# [STATED GOAL]
Reproduce each line of the listing below without any changes.
** Begin DATA SHOWN **
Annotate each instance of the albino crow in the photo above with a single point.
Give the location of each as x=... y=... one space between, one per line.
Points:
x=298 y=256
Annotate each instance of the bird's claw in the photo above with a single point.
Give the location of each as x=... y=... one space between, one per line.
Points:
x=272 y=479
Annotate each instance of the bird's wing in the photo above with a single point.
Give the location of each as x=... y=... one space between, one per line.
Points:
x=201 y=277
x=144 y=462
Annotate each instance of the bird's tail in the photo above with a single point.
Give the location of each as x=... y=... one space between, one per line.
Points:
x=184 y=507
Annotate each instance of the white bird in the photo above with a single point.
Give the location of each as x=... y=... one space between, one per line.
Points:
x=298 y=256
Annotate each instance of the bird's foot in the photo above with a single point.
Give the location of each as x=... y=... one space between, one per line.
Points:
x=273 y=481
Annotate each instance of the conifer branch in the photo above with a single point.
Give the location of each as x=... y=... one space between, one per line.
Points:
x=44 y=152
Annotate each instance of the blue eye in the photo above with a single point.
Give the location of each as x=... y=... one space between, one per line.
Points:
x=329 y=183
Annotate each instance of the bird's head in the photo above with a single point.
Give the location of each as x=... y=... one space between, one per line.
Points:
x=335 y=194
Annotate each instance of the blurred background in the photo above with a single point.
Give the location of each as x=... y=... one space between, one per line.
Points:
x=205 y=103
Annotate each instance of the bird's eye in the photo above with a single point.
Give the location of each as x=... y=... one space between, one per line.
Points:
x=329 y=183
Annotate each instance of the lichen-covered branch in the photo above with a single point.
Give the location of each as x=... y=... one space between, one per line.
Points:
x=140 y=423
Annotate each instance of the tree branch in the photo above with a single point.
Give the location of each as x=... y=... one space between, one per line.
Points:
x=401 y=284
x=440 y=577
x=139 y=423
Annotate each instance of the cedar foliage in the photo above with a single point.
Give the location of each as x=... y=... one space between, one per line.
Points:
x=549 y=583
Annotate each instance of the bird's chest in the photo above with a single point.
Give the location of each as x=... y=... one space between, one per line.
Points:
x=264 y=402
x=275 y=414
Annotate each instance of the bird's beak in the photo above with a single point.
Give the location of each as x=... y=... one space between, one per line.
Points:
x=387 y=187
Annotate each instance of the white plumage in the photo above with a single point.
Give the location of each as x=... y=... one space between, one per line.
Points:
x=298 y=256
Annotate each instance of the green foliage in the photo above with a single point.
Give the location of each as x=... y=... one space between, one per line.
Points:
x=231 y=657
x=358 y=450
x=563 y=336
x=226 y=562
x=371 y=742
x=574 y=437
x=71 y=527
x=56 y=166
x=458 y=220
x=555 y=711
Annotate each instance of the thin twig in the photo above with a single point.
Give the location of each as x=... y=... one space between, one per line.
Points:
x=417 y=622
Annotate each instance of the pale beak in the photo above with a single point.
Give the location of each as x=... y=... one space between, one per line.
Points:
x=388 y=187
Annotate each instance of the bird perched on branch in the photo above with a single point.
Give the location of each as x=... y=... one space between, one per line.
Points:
** End DATA SHOWN **
# [COMPLETED TASK]
Annotate each instance of the albino crow in the photo above with a single point.
Give the location of each as x=... y=... one space between, one per line.
Points:
x=298 y=256
Annotate each instance of the bird's claw in the photo above with a single point.
Give the location of each as x=... y=... one space between, one per line.
Points:
x=272 y=479
Annotate each instance of the bird's wing in the photo above with a single point.
Give the location of each as x=... y=... one space between, one per line.
Points:
x=201 y=277
x=144 y=462
Annotate each instance of the bird's tail in the photo above with a single point.
Give the location of each as x=... y=... one space between, one per line.
Points:
x=184 y=507
Annotate each instance of the white bird in the photo above with a single point.
Give the location of each as x=... y=... one space between, one per line.
Points:
x=298 y=256
Annotate each instance of the bird's foot in the photo above with a single point.
Give the location of each as x=... y=... one space between, one per line.
Points:
x=273 y=481
Annotate each instance of the conifer branch in the photo above with a single point.
Give the location of each as x=... y=... one space between, one per line.
Points:
x=44 y=152
Annotate each instance of the blue eye in the photo above with a single point.
Give the location of each as x=... y=... one space between, one per line.
Points:
x=329 y=183
Annotate each instance of the bird's head in the photo above with a single point.
Give the location of each as x=... y=... one space between, one per line.
Points:
x=335 y=194
Annotate each instance of the blurred background in the photo above with a single point.
Give the location of each as x=... y=... one space between, one per line.
Points:
x=205 y=103
Annotate each instance of the bird's eye in the photo above with a single point.
Give the location of each as x=... y=... one space between, one per line.
Points:
x=329 y=183
Annotate each instance of the lichen-covered branch in the photo above with a single point.
Give the location of each as x=... y=... one space between, one per line.
Points:
x=140 y=423
Annotate each instance of the tree branch in the photo above with a single point.
Give the location of each as x=... y=... one space between, one per line.
Points:
x=401 y=284
x=440 y=577
x=139 y=423
Annotate each instance of the cedar foliage in the photo above with a single point.
Give the location of each as x=... y=... one space between, one per line.
Points:
x=549 y=583
Annotate each instance of the bird's chest in the photo above with a single point.
Give the location of each as x=... y=... one space between, one per line.
Points:
x=264 y=402
x=275 y=414
Annotate each instance of the bird's beak in the photo above with a single point.
Give the location of each as x=... y=... one space between, one per line.
Points:
x=387 y=187
Annotate each instance of the white plumage in the photo above with a single point.
Give the location of each as x=... y=... one space between, one per line.
Points:
x=298 y=256
Annotate each instance of the green foliage in the photo above with a single point.
Give the location of each as x=... y=... one space between, one per line.
Points:
x=231 y=657
x=358 y=450
x=563 y=336
x=226 y=562
x=371 y=742
x=574 y=437
x=71 y=527
x=56 y=166
x=458 y=220
x=555 y=711
Annotate each instance of the thin twig in the photo above with a single point.
Give the location of each as x=... y=... one space between, one per line.
Points:
x=417 y=622
Annotate each instance of the pale beak in the photo above with a single point.
Give the location of each as x=... y=... one space between, one per line.
Points:
x=388 y=187
Annotate each instance of the bird perched on branch in the photo above with a single point.
Give the location of each as x=... y=... one space between, one per line.
Points:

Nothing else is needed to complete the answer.